Take the line with "sea horizon and return the coordinates." as the first line and the last line of the data as the final one. Write out those lines exactly, and no others.

____ Records for this task

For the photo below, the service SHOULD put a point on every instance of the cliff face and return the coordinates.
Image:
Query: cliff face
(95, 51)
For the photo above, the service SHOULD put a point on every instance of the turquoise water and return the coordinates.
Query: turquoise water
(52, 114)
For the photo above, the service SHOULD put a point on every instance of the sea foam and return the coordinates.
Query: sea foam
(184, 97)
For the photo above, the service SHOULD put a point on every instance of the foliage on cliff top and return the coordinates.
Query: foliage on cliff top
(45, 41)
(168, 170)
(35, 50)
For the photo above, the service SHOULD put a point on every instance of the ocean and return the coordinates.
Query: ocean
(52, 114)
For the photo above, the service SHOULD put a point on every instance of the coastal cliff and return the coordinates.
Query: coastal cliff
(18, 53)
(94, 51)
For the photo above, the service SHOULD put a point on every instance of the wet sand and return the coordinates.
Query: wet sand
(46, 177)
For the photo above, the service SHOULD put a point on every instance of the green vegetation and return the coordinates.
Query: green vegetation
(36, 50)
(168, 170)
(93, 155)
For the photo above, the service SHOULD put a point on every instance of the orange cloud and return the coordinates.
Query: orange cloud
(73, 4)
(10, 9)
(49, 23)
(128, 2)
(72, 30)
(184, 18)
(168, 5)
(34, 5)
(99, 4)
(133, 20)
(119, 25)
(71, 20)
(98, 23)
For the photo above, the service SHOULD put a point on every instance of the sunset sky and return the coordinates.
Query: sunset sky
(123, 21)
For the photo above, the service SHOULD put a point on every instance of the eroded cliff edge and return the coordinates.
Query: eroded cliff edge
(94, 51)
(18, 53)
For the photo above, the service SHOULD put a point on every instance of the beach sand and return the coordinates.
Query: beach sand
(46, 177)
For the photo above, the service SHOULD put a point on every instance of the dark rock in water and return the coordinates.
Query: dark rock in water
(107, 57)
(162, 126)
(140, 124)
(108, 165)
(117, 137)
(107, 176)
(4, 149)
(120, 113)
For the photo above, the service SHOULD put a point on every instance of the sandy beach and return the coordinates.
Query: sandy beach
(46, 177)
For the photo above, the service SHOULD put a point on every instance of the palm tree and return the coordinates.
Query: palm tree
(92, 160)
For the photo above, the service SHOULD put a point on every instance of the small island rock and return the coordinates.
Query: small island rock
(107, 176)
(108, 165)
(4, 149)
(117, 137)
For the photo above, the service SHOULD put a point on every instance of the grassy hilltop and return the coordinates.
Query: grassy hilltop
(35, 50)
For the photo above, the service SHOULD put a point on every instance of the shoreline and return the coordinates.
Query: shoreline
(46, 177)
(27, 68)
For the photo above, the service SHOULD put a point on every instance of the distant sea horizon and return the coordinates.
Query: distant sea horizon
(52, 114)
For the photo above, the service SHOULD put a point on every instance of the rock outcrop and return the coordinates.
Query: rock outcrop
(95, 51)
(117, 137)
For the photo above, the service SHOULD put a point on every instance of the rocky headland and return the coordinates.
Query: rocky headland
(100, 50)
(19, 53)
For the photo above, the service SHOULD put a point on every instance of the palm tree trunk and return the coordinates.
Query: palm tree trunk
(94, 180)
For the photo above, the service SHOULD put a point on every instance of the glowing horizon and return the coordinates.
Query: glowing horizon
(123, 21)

________

### Answer to this task
For the photo above, the service SHOULD put a point on every instance of the distant sea horizon and return the coordinates.
Query: distant sea horizon
(52, 114)
For the photo above, the service SHOULD put a point on every instance of the rock outcrop and return the coordinates.
Query: rock outcrop
(95, 51)
(117, 137)
For the photo above, the service SHOULD put a point on every instance of the rocky headland and return the coordinates.
Query: rocky headland
(100, 50)
(19, 53)
For the photo above, the service SHOULD put a point on every instance of the palm tree trunk and return the coordinates.
Query: palm tree trunk
(94, 180)
For the photo above, the service SHOULD put a point on every instance of the glowing horizon and return the coordinates.
Query: glowing horizon
(123, 21)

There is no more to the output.